▶ [Work required] Stopping right after the line with "positive clicks: (18, 15)", please reproduce the material below exactly from its first line.
■ ■ ■ ■ ■
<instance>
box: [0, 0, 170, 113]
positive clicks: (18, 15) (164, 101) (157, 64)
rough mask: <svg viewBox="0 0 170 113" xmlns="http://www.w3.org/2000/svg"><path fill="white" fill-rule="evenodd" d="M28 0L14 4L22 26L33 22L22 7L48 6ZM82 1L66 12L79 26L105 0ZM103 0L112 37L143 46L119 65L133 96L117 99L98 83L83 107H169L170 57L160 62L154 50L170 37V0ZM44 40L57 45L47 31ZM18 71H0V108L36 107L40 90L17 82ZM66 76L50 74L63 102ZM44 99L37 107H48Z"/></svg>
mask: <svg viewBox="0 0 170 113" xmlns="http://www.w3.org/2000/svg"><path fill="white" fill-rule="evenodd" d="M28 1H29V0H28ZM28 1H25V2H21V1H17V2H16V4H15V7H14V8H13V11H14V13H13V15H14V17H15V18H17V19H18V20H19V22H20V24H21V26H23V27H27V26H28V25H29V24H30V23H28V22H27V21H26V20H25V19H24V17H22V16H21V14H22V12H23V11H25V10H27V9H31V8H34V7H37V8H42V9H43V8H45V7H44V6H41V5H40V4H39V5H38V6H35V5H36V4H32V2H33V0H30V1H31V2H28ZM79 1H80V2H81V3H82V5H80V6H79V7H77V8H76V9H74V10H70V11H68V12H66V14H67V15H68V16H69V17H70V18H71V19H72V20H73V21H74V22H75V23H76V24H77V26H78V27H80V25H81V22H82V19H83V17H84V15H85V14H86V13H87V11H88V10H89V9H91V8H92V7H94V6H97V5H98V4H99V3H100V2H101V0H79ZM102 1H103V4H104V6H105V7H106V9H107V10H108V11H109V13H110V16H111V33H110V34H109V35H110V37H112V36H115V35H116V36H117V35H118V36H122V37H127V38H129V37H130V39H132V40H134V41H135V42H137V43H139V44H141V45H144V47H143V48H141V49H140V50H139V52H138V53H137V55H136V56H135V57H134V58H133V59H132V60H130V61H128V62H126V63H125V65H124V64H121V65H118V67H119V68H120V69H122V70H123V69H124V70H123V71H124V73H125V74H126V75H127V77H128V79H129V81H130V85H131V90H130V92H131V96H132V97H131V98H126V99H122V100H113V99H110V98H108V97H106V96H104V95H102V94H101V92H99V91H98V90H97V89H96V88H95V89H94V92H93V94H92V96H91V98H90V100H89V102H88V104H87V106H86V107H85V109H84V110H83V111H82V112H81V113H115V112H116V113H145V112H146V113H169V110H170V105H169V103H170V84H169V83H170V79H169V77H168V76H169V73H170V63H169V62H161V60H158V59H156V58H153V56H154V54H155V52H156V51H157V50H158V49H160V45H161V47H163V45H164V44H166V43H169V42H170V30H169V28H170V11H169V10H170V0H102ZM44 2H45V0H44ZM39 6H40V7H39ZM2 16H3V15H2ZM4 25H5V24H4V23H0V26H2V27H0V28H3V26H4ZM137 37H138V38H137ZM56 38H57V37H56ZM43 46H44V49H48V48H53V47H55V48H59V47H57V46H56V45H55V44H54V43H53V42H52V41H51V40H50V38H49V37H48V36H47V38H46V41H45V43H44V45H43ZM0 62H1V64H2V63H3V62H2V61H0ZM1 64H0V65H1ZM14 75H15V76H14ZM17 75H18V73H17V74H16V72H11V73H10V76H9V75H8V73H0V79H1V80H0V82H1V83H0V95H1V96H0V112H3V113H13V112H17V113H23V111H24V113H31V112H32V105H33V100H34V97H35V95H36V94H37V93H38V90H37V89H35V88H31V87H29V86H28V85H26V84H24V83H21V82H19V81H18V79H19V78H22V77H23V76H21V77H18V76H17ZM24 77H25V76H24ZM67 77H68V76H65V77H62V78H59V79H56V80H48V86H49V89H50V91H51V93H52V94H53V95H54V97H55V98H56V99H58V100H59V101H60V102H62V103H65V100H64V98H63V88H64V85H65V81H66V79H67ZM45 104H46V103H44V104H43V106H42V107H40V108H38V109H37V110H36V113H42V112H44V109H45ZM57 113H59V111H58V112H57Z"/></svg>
■ ■ ■ ■ ■
▶ [Finished task]
<instance>
box: [0, 0, 170, 113]
positive clicks: (18, 15) (164, 101) (157, 64)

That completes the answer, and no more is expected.